* _Excerpted passage_:
While it is certainly an imperfect metaphor, there are ways in which the Passover Seder and the Jewish approach to mourning are a bit like a paint by numbers kit. Both the Seder and our Mourning rituals give us the broad outlines and invite us fill in the picture. They are the Structure that lets Creativity blossom. The Order that brings life to a Story. The Container that lets Tears flow.

The story of Paint by Numbers is a surprisingly Jewish story. The inventor, Dan Robbins, was Jewish. His boss at the paint company, Max Klein, was Jewish. The idea of freedom within limits, as I tried to describe it — is quite Jewish. But you still might be surprised to hear that the Paint by Numbers story even has a connection to Passover. After illustrating the first few sets of Paint by Numbers kits himself, Robbins hired a Polish immigrant and young artist named Adam Grant to create more images for the series. Grant was a survivor of the Holocaust, and had stayed alive in the camps in part by making small drawings at opportune times. Robbins asked Grant to paint renditions of famous art works that could be reproduced in the Paint by Number style. One of Grant’s images became the best selling Paint by Numbers image of all time — it was his version of Davinci’s Last Supper, which of course, itself, was a recreation of a first century passover meal.

* _Data_:

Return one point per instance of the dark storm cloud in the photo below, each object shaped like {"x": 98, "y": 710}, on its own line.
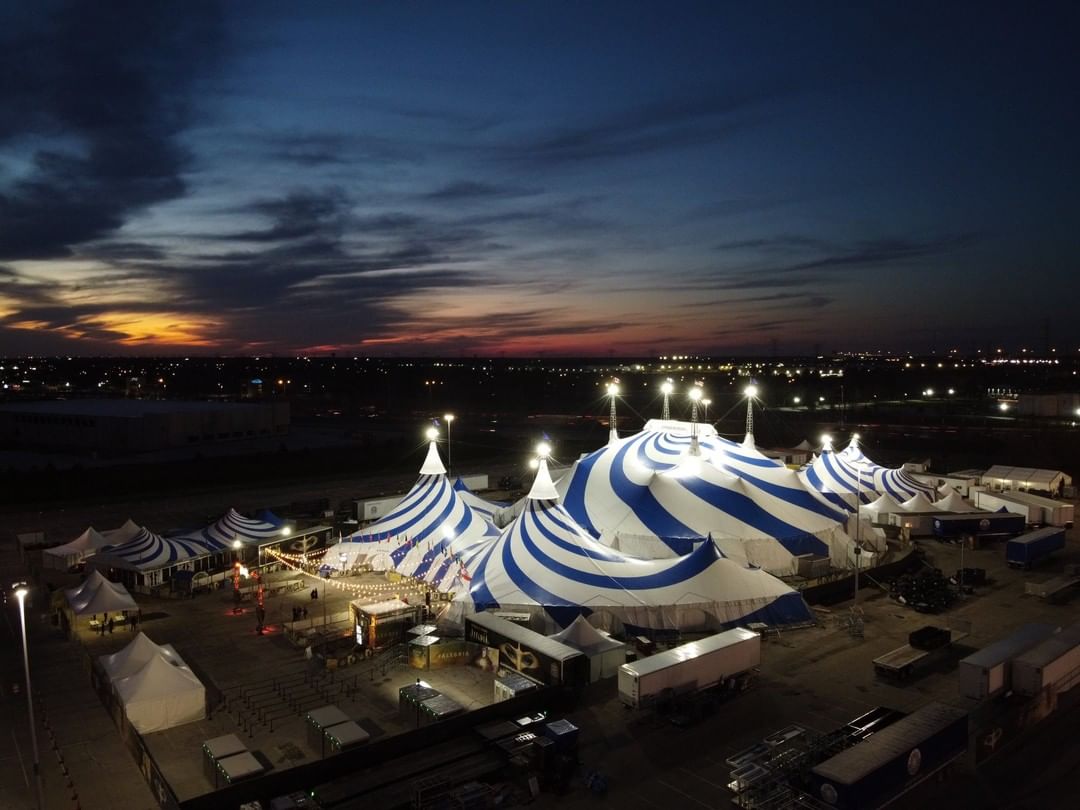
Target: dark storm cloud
{"x": 115, "y": 82}
{"x": 707, "y": 117}
{"x": 463, "y": 190}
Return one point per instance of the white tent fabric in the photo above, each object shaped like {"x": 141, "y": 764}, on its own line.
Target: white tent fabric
{"x": 147, "y": 551}
{"x": 135, "y": 656}
{"x": 98, "y": 595}
{"x": 545, "y": 564}
{"x": 122, "y": 534}
{"x": 605, "y": 653}
{"x": 234, "y": 526}
{"x": 64, "y": 556}
{"x": 955, "y": 502}
{"x": 650, "y": 495}
{"x": 919, "y": 502}
{"x": 1025, "y": 477}
{"x": 483, "y": 507}
{"x": 432, "y": 534}
{"x": 883, "y": 504}
{"x": 161, "y": 694}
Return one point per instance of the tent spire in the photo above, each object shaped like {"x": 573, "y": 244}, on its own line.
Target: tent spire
{"x": 432, "y": 464}
{"x": 543, "y": 487}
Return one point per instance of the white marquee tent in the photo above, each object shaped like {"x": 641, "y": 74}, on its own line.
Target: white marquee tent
{"x": 161, "y": 694}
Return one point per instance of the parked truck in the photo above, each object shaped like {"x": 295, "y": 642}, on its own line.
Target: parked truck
{"x": 988, "y": 672}
{"x": 925, "y": 648}
{"x": 725, "y": 657}
{"x": 1026, "y": 550}
{"x": 982, "y": 524}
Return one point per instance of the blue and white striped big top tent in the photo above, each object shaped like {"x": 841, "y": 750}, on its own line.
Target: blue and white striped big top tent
{"x": 432, "y": 534}
{"x": 248, "y": 530}
{"x": 845, "y": 476}
{"x": 547, "y": 565}
{"x": 662, "y": 491}
{"x": 148, "y": 552}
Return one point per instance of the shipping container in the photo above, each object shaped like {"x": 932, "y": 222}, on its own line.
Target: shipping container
{"x": 1026, "y": 550}
{"x": 692, "y": 666}
{"x": 1051, "y": 662}
{"x": 988, "y": 672}
{"x": 982, "y": 524}
{"x": 873, "y": 770}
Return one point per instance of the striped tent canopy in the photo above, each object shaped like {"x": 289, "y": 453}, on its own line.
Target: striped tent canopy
{"x": 147, "y": 552}
{"x": 234, "y": 526}
{"x": 545, "y": 564}
{"x": 662, "y": 491}
{"x": 432, "y": 534}
{"x": 895, "y": 482}
{"x": 485, "y": 508}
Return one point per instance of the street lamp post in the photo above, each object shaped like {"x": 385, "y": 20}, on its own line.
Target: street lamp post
{"x": 449, "y": 454}
{"x": 21, "y": 592}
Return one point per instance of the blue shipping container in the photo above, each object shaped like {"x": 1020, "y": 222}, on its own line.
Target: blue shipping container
{"x": 1026, "y": 550}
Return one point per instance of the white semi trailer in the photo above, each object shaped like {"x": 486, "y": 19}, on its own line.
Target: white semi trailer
{"x": 690, "y": 667}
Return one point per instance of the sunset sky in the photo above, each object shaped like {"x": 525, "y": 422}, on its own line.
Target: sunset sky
{"x": 521, "y": 177}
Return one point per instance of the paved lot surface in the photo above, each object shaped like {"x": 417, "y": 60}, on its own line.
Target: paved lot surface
{"x": 818, "y": 677}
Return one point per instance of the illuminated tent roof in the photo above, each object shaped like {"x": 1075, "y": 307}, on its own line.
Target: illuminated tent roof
{"x": 98, "y": 595}
{"x": 544, "y": 562}
{"x": 650, "y": 496}
{"x": 919, "y": 502}
{"x": 82, "y": 547}
{"x": 234, "y": 526}
{"x": 895, "y": 482}
{"x": 432, "y": 534}
{"x": 954, "y": 502}
{"x": 485, "y": 508}
{"x": 147, "y": 551}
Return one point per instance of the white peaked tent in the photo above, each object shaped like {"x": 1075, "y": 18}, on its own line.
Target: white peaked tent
{"x": 661, "y": 493}
{"x": 431, "y": 535}
{"x": 98, "y": 595}
{"x": 161, "y": 694}
{"x": 883, "y": 504}
{"x": 135, "y": 656}
{"x": 64, "y": 556}
{"x": 919, "y": 502}
{"x": 955, "y": 502}
{"x": 605, "y": 653}
{"x": 547, "y": 565}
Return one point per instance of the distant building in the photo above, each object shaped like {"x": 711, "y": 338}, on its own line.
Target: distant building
{"x": 1060, "y": 406}
{"x": 135, "y": 426}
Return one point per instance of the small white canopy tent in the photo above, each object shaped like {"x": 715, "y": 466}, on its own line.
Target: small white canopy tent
{"x": 98, "y": 595}
{"x": 63, "y": 557}
{"x": 605, "y": 653}
{"x": 161, "y": 694}
{"x": 135, "y": 656}
{"x": 919, "y": 502}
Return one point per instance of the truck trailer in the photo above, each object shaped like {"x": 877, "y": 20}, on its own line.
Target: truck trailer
{"x": 1026, "y": 550}
{"x": 1054, "y": 662}
{"x": 871, "y": 772}
{"x": 690, "y": 667}
{"x": 983, "y": 524}
{"x": 988, "y": 672}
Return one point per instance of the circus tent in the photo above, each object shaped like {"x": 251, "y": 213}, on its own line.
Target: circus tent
{"x": 662, "y": 491}
{"x": 432, "y": 534}
{"x": 547, "y": 565}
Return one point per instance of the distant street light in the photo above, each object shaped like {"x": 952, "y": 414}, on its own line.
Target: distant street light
{"x": 449, "y": 457}
{"x": 21, "y": 593}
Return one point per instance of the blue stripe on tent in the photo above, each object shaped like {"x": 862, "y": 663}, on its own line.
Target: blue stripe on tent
{"x": 574, "y": 501}
{"x": 644, "y": 504}
{"x": 744, "y": 510}
{"x": 796, "y": 497}
{"x": 685, "y": 567}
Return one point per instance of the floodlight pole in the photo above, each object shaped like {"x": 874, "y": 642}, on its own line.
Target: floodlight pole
{"x": 39, "y": 787}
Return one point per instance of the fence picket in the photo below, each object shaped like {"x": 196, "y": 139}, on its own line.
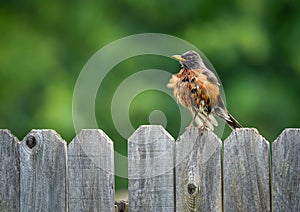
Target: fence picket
{"x": 43, "y": 172}
{"x": 91, "y": 172}
{"x": 9, "y": 171}
{"x": 150, "y": 170}
{"x": 246, "y": 171}
{"x": 198, "y": 171}
{"x": 286, "y": 171}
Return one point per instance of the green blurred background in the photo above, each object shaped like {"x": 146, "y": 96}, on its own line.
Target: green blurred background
{"x": 253, "y": 45}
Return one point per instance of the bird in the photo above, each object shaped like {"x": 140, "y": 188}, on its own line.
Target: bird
{"x": 198, "y": 89}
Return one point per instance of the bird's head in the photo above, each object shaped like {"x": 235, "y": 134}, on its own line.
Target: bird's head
{"x": 190, "y": 59}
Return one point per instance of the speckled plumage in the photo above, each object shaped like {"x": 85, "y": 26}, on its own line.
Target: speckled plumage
{"x": 197, "y": 88}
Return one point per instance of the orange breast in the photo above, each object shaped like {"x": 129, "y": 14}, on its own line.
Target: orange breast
{"x": 193, "y": 89}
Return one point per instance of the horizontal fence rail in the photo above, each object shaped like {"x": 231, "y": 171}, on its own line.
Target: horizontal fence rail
{"x": 193, "y": 173}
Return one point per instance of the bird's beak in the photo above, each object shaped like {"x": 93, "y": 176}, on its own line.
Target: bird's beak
{"x": 179, "y": 58}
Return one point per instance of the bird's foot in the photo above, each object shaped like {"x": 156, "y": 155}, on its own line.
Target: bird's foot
{"x": 202, "y": 127}
{"x": 191, "y": 125}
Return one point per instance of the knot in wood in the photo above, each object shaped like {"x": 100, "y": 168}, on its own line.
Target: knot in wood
{"x": 31, "y": 141}
{"x": 192, "y": 188}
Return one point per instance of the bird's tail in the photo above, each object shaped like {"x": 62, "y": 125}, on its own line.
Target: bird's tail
{"x": 232, "y": 122}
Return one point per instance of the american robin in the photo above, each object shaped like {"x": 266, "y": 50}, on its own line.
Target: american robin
{"x": 197, "y": 88}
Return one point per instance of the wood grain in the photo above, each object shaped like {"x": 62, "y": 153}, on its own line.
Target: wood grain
{"x": 150, "y": 170}
{"x": 9, "y": 172}
{"x": 91, "y": 172}
{"x": 286, "y": 171}
{"x": 43, "y": 172}
{"x": 246, "y": 172}
{"x": 198, "y": 171}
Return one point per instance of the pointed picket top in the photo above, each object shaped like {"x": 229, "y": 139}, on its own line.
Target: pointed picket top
{"x": 43, "y": 171}
{"x": 198, "y": 171}
{"x": 286, "y": 171}
{"x": 9, "y": 171}
{"x": 150, "y": 170}
{"x": 91, "y": 172}
{"x": 246, "y": 171}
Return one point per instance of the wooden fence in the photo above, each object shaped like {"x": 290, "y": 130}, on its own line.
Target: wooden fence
{"x": 41, "y": 173}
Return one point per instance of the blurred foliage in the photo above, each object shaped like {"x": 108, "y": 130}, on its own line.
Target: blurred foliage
{"x": 253, "y": 45}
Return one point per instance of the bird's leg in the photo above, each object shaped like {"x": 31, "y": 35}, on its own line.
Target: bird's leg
{"x": 204, "y": 123}
{"x": 191, "y": 125}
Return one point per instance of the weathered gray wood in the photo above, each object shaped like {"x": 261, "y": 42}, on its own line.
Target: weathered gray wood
{"x": 150, "y": 170}
{"x": 198, "y": 171}
{"x": 246, "y": 171}
{"x": 9, "y": 171}
{"x": 91, "y": 172}
{"x": 43, "y": 172}
{"x": 286, "y": 171}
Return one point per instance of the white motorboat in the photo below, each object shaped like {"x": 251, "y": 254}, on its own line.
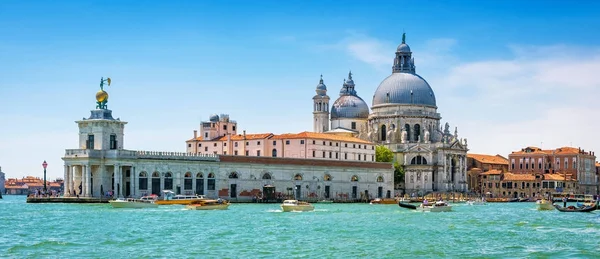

* _Task instructions_: Transcribe the Paint by Numbers passage word for word, from "While it is" to "lets Tears flow.".

* _Solution to the exercise_:
While it is certainly an imperfect metaphor, there are ways in which the Passover Seder and the Jewish approach to mourning are a bit like a paint by numbers kit. Both the Seder and our Mourning rituals give us the broad outlines and invite us fill in the picture. They are the Structure that lets Creativity blossom. The Order that brings life to a Story. The Container that lets Tears flow.